> To be done: Update the records by replacing "ground truth" with "reference labels" wherever it occurs, leaving everything else unchanged.

> Listed records:
|---|
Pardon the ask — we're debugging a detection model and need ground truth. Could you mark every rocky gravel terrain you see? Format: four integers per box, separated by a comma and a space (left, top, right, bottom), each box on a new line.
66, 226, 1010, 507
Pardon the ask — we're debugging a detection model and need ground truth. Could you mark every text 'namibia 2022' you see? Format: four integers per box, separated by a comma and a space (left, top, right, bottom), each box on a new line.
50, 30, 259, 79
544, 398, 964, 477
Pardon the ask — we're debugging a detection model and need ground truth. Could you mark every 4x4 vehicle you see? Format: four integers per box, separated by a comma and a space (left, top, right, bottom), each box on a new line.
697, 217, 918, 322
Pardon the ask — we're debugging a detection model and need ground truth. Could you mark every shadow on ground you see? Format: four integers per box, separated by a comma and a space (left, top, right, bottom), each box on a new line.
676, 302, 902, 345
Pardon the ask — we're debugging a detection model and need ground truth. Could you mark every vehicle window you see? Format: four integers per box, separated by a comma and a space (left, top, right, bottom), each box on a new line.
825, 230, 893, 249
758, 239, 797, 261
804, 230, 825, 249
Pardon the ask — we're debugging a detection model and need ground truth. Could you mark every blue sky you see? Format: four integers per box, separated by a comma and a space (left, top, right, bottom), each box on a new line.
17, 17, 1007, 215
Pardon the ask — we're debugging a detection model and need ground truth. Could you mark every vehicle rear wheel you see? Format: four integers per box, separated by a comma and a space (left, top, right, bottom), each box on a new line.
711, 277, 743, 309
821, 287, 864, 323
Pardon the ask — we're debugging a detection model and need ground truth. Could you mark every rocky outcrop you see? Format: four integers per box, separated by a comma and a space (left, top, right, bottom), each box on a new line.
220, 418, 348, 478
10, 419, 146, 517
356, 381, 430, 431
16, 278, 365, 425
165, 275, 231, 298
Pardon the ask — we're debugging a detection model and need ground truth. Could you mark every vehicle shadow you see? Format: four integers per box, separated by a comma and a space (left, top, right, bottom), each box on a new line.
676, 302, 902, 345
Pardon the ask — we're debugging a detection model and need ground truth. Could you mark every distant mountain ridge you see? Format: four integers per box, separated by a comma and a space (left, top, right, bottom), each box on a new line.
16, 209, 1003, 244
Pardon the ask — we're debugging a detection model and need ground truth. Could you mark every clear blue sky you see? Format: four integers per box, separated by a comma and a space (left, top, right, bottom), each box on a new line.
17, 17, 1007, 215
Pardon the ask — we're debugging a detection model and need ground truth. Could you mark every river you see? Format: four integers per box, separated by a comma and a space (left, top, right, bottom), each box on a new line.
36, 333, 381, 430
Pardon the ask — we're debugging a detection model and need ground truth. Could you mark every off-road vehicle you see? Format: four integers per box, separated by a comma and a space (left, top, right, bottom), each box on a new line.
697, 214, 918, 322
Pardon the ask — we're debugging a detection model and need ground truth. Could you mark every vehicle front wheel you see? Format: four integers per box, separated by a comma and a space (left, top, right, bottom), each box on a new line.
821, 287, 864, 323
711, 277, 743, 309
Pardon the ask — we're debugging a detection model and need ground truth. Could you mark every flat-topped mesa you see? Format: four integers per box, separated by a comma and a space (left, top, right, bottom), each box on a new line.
|---|
> Problem solution:
Pardon the ask — we're debugging a detection model and need reference labels. Could you mark every rocky gravel terrain you see? Format: four integers per box, separated by a comma and a space (left, top, right, bottom), each box on a new line.
66, 226, 1010, 507
Pardon the ask — we're debugging a detection model and need reference labels. Could you mark every text 'namibia 2022' you see? Format: four integers per box, separated by a comma and a space (left, top, right, bottom), each box on a new line.
50, 30, 259, 79
544, 398, 964, 477
Pardon the ask — we're debugging a detection model and need reference labels. Could you mark every 4x4 vehicle you see? Format: four integers per box, separated by a comma and a space (left, top, right, bottom), each box on a new line.
697, 217, 918, 322
Pardon the ask — we're debugging a detection model and need reference labels. Could you mark every shadow on ground you see? Format: four integers per box, separated by a comma and a space (left, top, right, bottom), each box on a new line.
676, 302, 902, 345
Pardon the ask — we're debugging a detection model and need reference labels. Could you mark every vehicle window you see? Format: four integers per box, separated by a comma and a space (left, top, right, bottom), each box on a new line.
825, 230, 893, 249
758, 239, 797, 261
804, 230, 825, 249
Pardon the ask — we're debugging a detection model and need reference labels. Could you mark every blue sky you see? Format: four integers per box, separated by a comma and a space (left, top, right, bottom), each box on a new line.
17, 17, 1007, 215
Pardon the ask — we're debugging a detection model and need reference labels. Could you mark every vehicle rear wheel you see? Format: four integers per box, separated by a comma and a space (left, top, right, bottom), each box on a new line.
711, 277, 743, 309
821, 287, 864, 323
Pardon the ask — we're debugging a detection model and need reference labels. Could you mark every rocky outcrop you see? Format: four integers per box, separated by a comma and a space (left, top, right, bottom), each box on a new line.
220, 418, 348, 478
10, 419, 146, 517
356, 381, 430, 431
16, 278, 365, 425
165, 275, 231, 298
Pardon the ask — we're debugging a detection model and need reference labels. Could you mark every vehicle shadow you see? Format: four integers per box, separated by a comma and a space (left, top, right, bottom), each box on a new line.
676, 302, 902, 345
Pardon the ask — we're debugging a detection model and need reference labels. Could you mark every distant mountain ridge you see? Format: four integers per box, separated by a comma and a space (left, top, right, bottom), each box on a new line.
16, 209, 1003, 244
Pardon the ask — we're debugging a detection model and need reference labels. Could you mark every clear blue sky you see? Format: four integers per box, separated by a comma and a space (left, top, right, bottom), each box on a new line.
17, 17, 1007, 215
Pardon the ask — we're debugging a detection model and need reference labels. Could you mark every river you see? Format: four integers per box, separated by a comma and a space (left, top, right, bottom), each box on a new line.
36, 333, 381, 430
Pardon the ask — we're debugging a detection model and need reference labels. Could you mark every off-road vehicle you see? Format: four integers per box, separated by a comma and a space (left, top, right, bottom), each box on a new line.
697, 214, 918, 322
Pardon the ask — we're debugging a detection model and need reference labels. Could you mark every vehicle front wheel you see? Format: four integers per box, separated by a comma and a space (left, top, right, bottom), each box on a new line.
821, 287, 864, 323
711, 277, 743, 309
Pardon the ask — we're debugging a detection model and need reference labels. Could you mark every flat-topped mesa you see? Format: four integers per box, separated by a comma and a space (left, top, right, bottom), each box on a new line.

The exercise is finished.